Point localization data
★ ★ ★ ★ ★

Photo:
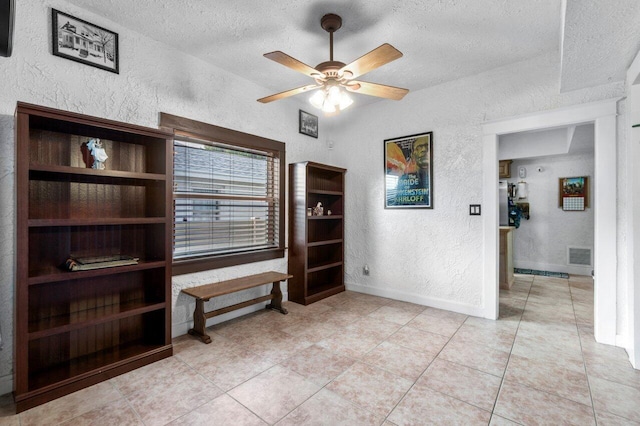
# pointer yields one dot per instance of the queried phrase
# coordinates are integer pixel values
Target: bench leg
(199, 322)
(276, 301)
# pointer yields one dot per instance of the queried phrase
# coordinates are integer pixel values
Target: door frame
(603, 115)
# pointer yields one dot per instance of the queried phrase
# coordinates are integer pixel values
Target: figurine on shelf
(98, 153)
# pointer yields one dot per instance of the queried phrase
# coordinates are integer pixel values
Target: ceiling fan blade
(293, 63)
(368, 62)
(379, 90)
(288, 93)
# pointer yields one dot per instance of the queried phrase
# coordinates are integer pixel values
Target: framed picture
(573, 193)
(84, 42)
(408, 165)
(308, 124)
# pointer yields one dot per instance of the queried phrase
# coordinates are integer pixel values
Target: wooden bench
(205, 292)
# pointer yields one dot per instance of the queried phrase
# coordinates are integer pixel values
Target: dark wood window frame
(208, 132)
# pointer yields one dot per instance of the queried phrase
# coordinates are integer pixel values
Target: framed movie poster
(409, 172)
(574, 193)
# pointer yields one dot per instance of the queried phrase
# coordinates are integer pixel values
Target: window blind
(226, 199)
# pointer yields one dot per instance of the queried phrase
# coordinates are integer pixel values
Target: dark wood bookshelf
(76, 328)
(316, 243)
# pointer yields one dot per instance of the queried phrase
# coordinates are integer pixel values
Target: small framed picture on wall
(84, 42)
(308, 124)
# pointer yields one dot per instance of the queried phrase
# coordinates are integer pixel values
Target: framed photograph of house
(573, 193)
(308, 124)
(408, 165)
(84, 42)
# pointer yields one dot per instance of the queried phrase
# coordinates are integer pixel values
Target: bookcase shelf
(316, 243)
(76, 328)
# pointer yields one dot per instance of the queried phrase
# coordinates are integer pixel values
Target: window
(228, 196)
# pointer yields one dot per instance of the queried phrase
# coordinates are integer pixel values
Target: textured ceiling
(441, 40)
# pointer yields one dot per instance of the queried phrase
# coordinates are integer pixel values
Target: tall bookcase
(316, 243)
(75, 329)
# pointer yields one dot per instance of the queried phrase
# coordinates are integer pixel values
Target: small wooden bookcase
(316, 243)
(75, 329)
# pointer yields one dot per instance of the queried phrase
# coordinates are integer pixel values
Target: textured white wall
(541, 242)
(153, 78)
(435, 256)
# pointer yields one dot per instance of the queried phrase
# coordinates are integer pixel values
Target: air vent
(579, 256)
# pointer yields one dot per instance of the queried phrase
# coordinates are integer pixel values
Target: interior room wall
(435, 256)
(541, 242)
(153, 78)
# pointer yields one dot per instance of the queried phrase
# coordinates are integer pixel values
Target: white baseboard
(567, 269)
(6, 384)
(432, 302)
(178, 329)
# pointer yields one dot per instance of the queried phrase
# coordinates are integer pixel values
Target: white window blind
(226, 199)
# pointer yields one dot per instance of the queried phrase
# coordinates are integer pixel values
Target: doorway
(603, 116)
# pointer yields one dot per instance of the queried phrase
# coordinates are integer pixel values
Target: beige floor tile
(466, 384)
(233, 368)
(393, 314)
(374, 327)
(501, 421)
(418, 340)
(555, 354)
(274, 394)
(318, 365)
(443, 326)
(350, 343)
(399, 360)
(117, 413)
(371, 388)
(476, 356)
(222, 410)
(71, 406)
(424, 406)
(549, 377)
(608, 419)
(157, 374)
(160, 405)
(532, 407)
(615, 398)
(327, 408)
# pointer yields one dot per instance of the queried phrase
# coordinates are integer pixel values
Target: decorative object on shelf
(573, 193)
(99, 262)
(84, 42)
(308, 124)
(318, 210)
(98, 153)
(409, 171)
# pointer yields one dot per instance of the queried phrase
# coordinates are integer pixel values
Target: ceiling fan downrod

★ ★ ★ ★ ★

(TASK DETAILS): Restate each entry exactly, omitting pictures.

(SOLUTION TO THIS TASK):
Photo:
# pointer yields one dot per instance of the queried phrase
# coordinates are integer pixel values
Target: bench leg
(199, 322)
(276, 301)
# pointer yields one dot per instance of the queried phrase
# coordinates are integer pixel values
Target: door frame
(603, 115)
# pointer yields one dot per instance of the queried phrase
# coordinates are integer pixel values
Target: figurine on shelf
(98, 153)
# pointer yields one dot per instance of the queried phrase
# coordinates are integer pixel values
Target: ceiling fan blade
(293, 63)
(368, 62)
(379, 90)
(288, 93)
# pointer yields one dot per instance of the queried phrase
# coordinates are integer pixel values
Target: framed picture
(573, 193)
(84, 42)
(408, 165)
(308, 124)
# pointer yields one dot per instance of the queried phrase
# coordinates are integer pixel values
Target: wooden bench
(205, 292)
# pointer yields one dot per instance of the queried phrase
# coordinates are integer pixel values
Target: dark wood window frame
(208, 132)
# pointer yields one dot per instance of the queried phrase
# coordinates are integer pixel values
Target: framed movie poster
(409, 172)
(574, 193)
# pointer yields one dot per instance of the queried phrase
# coordinates are integer pixel values
Target: window blind
(226, 199)
# pointer yields one dot per instance of the queried phrase
# coordinates are integer pixel values
Target: dark wood bookshelf
(76, 328)
(316, 243)
# pointer yields one dot per instance of the queried phrase
# coordinates are integer pixel values
Target: small framed picture on wall
(84, 42)
(308, 124)
# pointer yields one dot per instance of the queried phrase
# coordinates are integer pixel values
Target: framed photograph of house
(573, 193)
(308, 124)
(408, 165)
(84, 42)
# pointer yields one dot per instance of the queried phrase
# coordinates are integer pixel values
Target: bookcase shelf
(316, 243)
(76, 328)
# pointer yields one dot per instance of the queried phrase
# coordinates are integer pixel values
Target: window
(228, 196)
# pointer yields one dot per instance of the queried phrase
# coordinates are integer pixel values
Target: textured ceiling
(441, 40)
# pointer yields one dot per instance of the queried phrase
# coordinates are integer pixel values
Target: tall bookcase
(316, 243)
(75, 329)
# pointer yields one dot per instance of the queried phrase
# coordinates are integer pixel values
Target: small wooden bookcase
(316, 243)
(75, 329)
# pointer yields one dot per instance of the queried phrase
# coordinates are integer pixel values
Target: textured white wall
(541, 242)
(153, 78)
(435, 256)
# pointer yields one dot per instance of the queried phrase
# coordinates are integer pixel values
Target: air vent
(579, 256)
# pointer yields one dot per instance of the queried phrase
# coordinates are integer pixel values
Target: interior room wall
(435, 256)
(541, 242)
(153, 78)
# pointer yields one dot per instance of the queried phrase
# coordinates are integer pixel values
Target: white baseboard
(567, 269)
(6, 384)
(432, 302)
(178, 329)
# pointer yields one dot per instance of the queried phrase
# coordinates are integer pixel values
Target: white window blind
(226, 199)
# pointer yields one dot per instance of the queried phrase
# coordinates are integer pixel values
Target: doorway
(603, 116)
# pointer yields one dot per instance of the queried phrase
# coordinates are integer pixel values
Target: beige floor tile
(466, 384)
(233, 368)
(393, 314)
(374, 327)
(501, 421)
(418, 340)
(555, 354)
(274, 394)
(318, 365)
(443, 326)
(350, 343)
(399, 360)
(117, 413)
(371, 388)
(476, 356)
(222, 410)
(71, 406)
(424, 406)
(549, 377)
(608, 419)
(157, 374)
(160, 405)
(532, 407)
(615, 398)
(327, 408)
# pointer yields one dot per instance of the queried phrase
# coordinates are integer pixel values
Target: decorative object on shelf
(573, 193)
(99, 262)
(84, 42)
(308, 124)
(318, 210)
(98, 153)
(409, 171)
# pointer yields one dot per instance of the queried phrase
# coordinates are integer pixel values
Target: ceiling fan downrod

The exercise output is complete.